------ TEXT EXCERPT ------

No Slim Tale: The Rich History of Losing Weight with High-Fat Diets
No Slim Tale: The Rich History of Losing Weight with High-Fat Diets
Discover the 160-year journey of low-carb diets, from William Banting to today's ongoing debate on weight loss and health.
In the Western world, using carbohydrate-restricted diets to shed unwanted pounds traces its origins back to a thin 19th-century pamphlet published in London by a retired undertaker named William Banting. His Letter On Corpulence, Addressed To The Public in 1864, is an unquestioned milestone in keto history.
At the age of 66, Banting, a man of five feet and five inches, weighed more than 200 lbs and was riddled with health troubles from diminished hearing and failing eyesight to weak joints. Doing his best to follow his doctor’s advice to eat less and exercise more only brought him constant hunger and exhaustion.

------

EXERCISE:
Continue the piece on the history of high-fat, low-carb dieting, picking up after its last sentence.

------ COLLECTED DATA ------

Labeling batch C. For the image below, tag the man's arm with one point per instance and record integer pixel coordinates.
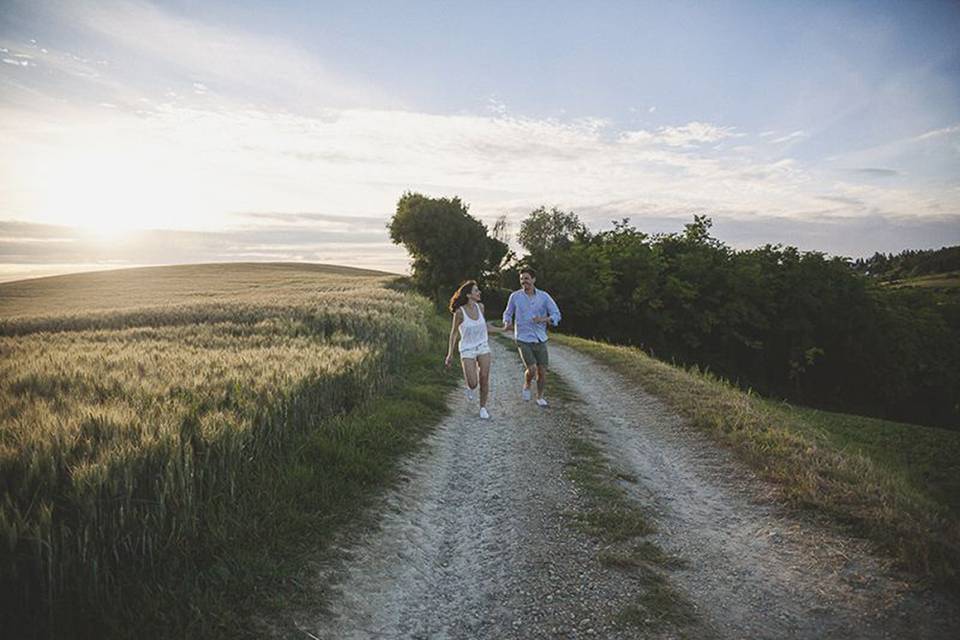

------

TASK RESPONSE:
When Banting’s hearing continued to decline, approaching deafness, he sought the help of an ear surgeon named William Harvey. Harvey knew that a common approach among farmers to fatten their livestock was to gorge them on diets high in sugar and starch. Suspecting that a link to obesity lay in excessive consumption of refined carbohydrates, Harvey recommended a low-carbohydrate diet to Banting, primarily composed of meat, game, and seafood. Within a year, Banting reported losing his 50 lbs and all his debilitating physical ailments. His anecdotal experience, published in the Letter On Corpulence, sold 63,000 copies in Britain and was reportedly read widely in Germany, France, and America.
Nevertheless, neither the high-fat approach nor its opponents have managed to put the issue to rest, and even in 2024, a full 160 years after William Banting’s monumental pamphlet, the debate rages on.